** Opening Page excerpt block **

Fordham’s future leaders in science, technology, engineering and mathematics (STEM) presented a daylong workshop on April 7 highlighting research projects supervised by faculty mentors.
Nineteen students gave oral presentations while five submitted poster presentations on projects ranging from magnetically sensitive polymers and methods for factoring the product of two prime numbers to the effect of acoustics on bird breeding.
“Working with my mentor has opened up all sorts of opportunities for me,” said Jennifer Kwapisz, a senior computer science major who has worked with Gary Weiss, Ph.D., since her sophomore year.
Kwapisz gave an oral presentation, “Person Identification and Activity Monitoring Using Wireless Sensor Data Mining,” describing her research on accelerometers. Such devices, she said, are found in iPods, smartphones and other electronic handhelds and can measure even small movements in the devices’ users. Monitoring such measurements, said Kwapisz, can have both security and commercial applications.

** Closing Page excerpt block **
** Opening Material provided block **

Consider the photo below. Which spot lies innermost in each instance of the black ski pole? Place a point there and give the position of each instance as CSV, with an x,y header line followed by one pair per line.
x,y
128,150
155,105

** Closing Material provided block **

» **Tasks for this exercise**
A. In the Fordham STEM workshop article, how many students submitted poster presentations?
B. Continue the Fordham STEM workshop article from its last sentence.
The material isn't needed for anything here.

» **Exercise results**
A. Five students.

B.
“There is potential for automatically adjusting preferences, depending on who is using the device,” she said.
The STEM students were mentored by 16 members of Fordham’s faculty in the sciences. For Masaaki Hamaguchi, Ph.D., associate professor of biological science and a researcher in cancerous cells, mentoring students is simply “paying forward.”
“I have had good mentors who changed my life and guided me without asking for a payback,” said Hamaguchi, who mentored Bronx High School of Science student Erica Ma and Fordham junior Olivia Begasse de Dhaem. “It’s my turn to furnish [the]younger generation with something I have.”
The event was sponsored by the Faculty of Arts and Sciences for Fordham College at Rose Hill.